+++ Exercise inputs +++
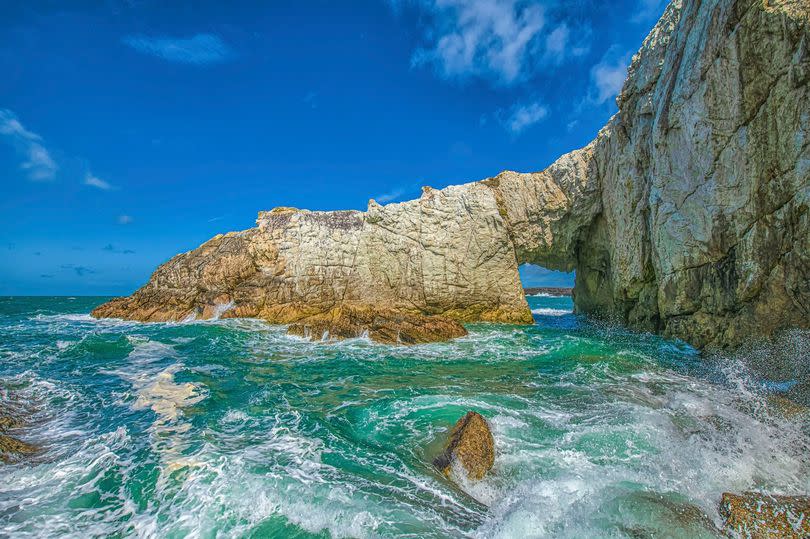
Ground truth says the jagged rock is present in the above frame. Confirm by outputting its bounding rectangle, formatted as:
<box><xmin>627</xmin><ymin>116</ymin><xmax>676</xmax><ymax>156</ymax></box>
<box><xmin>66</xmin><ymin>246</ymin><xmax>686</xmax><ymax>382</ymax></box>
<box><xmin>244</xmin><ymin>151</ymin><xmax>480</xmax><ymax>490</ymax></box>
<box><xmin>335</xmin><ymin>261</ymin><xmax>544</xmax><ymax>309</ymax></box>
<box><xmin>287</xmin><ymin>306</ymin><xmax>467</xmax><ymax>344</ymax></box>
<box><xmin>433</xmin><ymin>412</ymin><xmax>495</xmax><ymax>481</ymax></box>
<box><xmin>0</xmin><ymin>416</ymin><xmax>37</xmax><ymax>462</ymax></box>
<box><xmin>0</xmin><ymin>434</ymin><xmax>37</xmax><ymax>461</ymax></box>
<box><xmin>0</xmin><ymin>416</ymin><xmax>22</xmax><ymax>432</ymax></box>
<box><xmin>720</xmin><ymin>492</ymin><xmax>810</xmax><ymax>539</ymax></box>
<box><xmin>93</xmin><ymin>0</ymin><xmax>810</xmax><ymax>348</ymax></box>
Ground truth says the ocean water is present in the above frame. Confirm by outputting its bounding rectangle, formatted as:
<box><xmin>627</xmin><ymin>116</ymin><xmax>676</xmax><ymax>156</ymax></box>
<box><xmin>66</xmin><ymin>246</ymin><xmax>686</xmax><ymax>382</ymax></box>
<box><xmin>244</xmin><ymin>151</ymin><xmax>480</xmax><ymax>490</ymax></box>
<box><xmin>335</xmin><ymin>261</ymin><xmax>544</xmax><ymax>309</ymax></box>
<box><xmin>0</xmin><ymin>297</ymin><xmax>810</xmax><ymax>538</ymax></box>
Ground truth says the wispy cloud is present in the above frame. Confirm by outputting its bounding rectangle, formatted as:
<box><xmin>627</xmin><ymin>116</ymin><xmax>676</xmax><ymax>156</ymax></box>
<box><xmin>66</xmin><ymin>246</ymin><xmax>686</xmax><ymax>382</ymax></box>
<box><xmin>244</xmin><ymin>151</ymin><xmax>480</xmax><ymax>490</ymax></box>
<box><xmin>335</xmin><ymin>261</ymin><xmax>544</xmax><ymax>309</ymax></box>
<box><xmin>398</xmin><ymin>0</ymin><xmax>590</xmax><ymax>85</ymax></box>
<box><xmin>543</xmin><ymin>22</ymin><xmax>591</xmax><ymax>65</ymax></box>
<box><xmin>412</xmin><ymin>0</ymin><xmax>546</xmax><ymax>84</ymax></box>
<box><xmin>497</xmin><ymin>102</ymin><xmax>548</xmax><ymax>135</ymax></box>
<box><xmin>122</xmin><ymin>34</ymin><xmax>235</xmax><ymax>66</ymax></box>
<box><xmin>630</xmin><ymin>0</ymin><xmax>669</xmax><ymax>23</ymax></box>
<box><xmin>59</xmin><ymin>264</ymin><xmax>96</xmax><ymax>277</ymax></box>
<box><xmin>84</xmin><ymin>172</ymin><xmax>112</xmax><ymax>191</ymax></box>
<box><xmin>374</xmin><ymin>189</ymin><xmax>405</xmax><ymax>204</ymax></box>
<box><xmin>590</xmin><ymin>45</ymin><xmax>631</xmax><ymax>105</ymax></box>
<box><xmin>0</xmin><ymin>109</ymin><xmax>59</xmax><ymax>181</ymax></box>
<box><xmin>374</xmin><ymin>182</ymin><xmax>420</xmax><ymax>204</ymax></box>
<box><xmin>101</xmin><ymin>243</ymin><xmax>135</xmax><ymax>255</ymax></box>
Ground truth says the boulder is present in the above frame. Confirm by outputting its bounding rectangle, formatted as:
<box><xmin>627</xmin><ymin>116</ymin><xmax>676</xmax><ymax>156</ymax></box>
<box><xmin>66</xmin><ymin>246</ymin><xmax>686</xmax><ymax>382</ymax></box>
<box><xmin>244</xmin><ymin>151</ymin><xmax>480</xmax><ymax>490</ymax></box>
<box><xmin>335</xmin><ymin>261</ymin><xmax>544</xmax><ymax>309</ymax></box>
<box><xmin>0</xmin><ymin>416</ymin><xmax>37</xmax><ymax>462</ymax></box>
<box><xmin>287</xmin><ymin>306</ymin><xmax>467</xmax><ymax>344</ymax></box>
<box><xmin>720</xmin><ymin>492</ymin><xmax>810</xmax><ymax>539</ymax></box>
<box><xmin>433</xmin><ymin>412</ymin><xmax>495</xmax><ymax>481</ymax></box>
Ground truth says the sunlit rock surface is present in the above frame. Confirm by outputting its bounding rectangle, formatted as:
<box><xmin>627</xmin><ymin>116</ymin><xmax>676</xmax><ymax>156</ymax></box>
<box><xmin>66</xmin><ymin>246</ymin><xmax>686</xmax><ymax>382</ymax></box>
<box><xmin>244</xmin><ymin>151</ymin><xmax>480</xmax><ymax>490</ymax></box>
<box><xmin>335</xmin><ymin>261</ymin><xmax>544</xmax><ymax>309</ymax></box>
<box><xmin>94</xmin><ymin>0</ymin><xmax>810</xmax><ymax>348</ymax></box>
<box><xmin>720</xmin><ymin>492</ymin><xmax>810</xmax><ymax>539</ymax></box>
<box><xmin>433</xmin><ymin>412</ymin><xmax>495</xmax><ymax>481</ymax></box>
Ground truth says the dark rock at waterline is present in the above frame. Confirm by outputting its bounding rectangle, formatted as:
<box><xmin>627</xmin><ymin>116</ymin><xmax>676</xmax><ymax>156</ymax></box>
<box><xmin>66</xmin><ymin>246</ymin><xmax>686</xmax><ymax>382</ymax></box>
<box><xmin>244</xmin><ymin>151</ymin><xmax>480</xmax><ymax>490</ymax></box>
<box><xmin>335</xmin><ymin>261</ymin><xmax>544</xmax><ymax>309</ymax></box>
<box><xmin>0</xmin><ymin>416</ymin><xmax>37</xmax><ymax>462</ymax></box>
<box><xmin>0</xmin><ymin>416</ymin><xmax>22</xmax><ymax>432</ymax></box>
<box><xmin>433</xmin><ymin>412</ymin><xmax>495</xmax><ymax>481</ymax></box>
<box><xmin>287</xmin><ymin>306</ymin><xmax>467</xmax><ymax>344</ymax></box>
<box><xmin>720</xmin><ymin>492</ymin><xmax>810</xmax><ymax>539</ymax></box>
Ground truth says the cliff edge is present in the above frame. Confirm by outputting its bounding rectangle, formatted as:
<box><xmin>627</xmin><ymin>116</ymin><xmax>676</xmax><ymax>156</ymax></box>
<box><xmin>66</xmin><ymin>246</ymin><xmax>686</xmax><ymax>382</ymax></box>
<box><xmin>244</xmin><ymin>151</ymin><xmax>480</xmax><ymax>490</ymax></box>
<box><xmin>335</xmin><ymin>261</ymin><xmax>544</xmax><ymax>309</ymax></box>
<box><xmin>93</xmin><ymin>0</ymin><xmax>810</xmax><ymax>348</ymax></box>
+++
-- What the task asks --
Pull out each line of the records above that contains the string "boulder". Matching is case-sensitive.

-- Result --
Ground truth says the boulder is present in the above frame. Confirm by outputting its bounding rectangle, formatted as:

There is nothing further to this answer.